→ Objective
Reproduce the material below with every "even-odd rule" swapped for "nonzero winding rule", leaving everything else unchanged.

→ Data shown
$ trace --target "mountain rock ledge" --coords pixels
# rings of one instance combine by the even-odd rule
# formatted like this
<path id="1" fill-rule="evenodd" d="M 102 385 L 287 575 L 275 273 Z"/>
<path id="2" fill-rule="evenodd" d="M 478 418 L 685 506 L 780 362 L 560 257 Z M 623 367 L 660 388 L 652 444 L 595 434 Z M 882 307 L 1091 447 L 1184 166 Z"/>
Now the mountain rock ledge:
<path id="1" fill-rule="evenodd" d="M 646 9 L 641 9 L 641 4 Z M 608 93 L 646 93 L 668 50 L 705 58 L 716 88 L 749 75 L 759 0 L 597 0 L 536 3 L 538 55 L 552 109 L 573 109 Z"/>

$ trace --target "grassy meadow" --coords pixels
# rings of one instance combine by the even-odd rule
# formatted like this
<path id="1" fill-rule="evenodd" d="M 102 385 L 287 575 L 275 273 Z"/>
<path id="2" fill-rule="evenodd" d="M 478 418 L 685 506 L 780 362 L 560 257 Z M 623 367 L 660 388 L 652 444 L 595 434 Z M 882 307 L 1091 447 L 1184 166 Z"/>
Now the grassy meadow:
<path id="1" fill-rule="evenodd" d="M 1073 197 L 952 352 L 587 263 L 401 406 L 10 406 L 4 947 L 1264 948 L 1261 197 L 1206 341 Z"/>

→ Written answer
$ trace --target "mountain rock ledge" --coords pixels
# rings of one instance combine by the nonzero winding rule
# formatted like this
<path id="1" fill-rule="evenodd" d="M 102 385 L 287 575 L 275 273 Z"/>
<path id="2" fill-rule="evenodd" d="M 478 418 L 685 506 L 780 362 L 560 257 Z M 623 367 L 660 388 L 652 444 L 595 434 Z M 882 307 L 1091 447 L 1184 166 Z"/>
Now the mountain rock ledge:
<path id="1" fill-rule="evenodd" d="M 646 9 L 641 9 L 641 4 Z M 608 93 L 646 93 L 668 50 L 705 58 L 716 88 L 749 75 L 759 0 L 597 0 L 536 3 L 538 55 L 552 109 L 573 109 Z"/>

$ trace --target "grassy meadow" --coords pixels
# rings of one instance combine by the nonzero winding rule
# formatted like this
<path id="1" fill-rule="evenodd" d="M 102 385 L 287 575 L 275 273 Z"/>
<path id="2" fill-rule="evenodd" d="M 478 418 L 685 506 L 780 362 L 560 257 Z M 623 367 L 660 388 L 652 444 L 595 434 Z M 882 307 L 1091 447 L 1184 166 Z"/>
Now the grassy meadow:
<path id="1" fill-rule="evenodd" d="M 1073 197 L 952 352 L 587 263 L 401 406 L 10 406 L 4 947 L 1264 948 L 1261 197 L 1206 341 Z"/>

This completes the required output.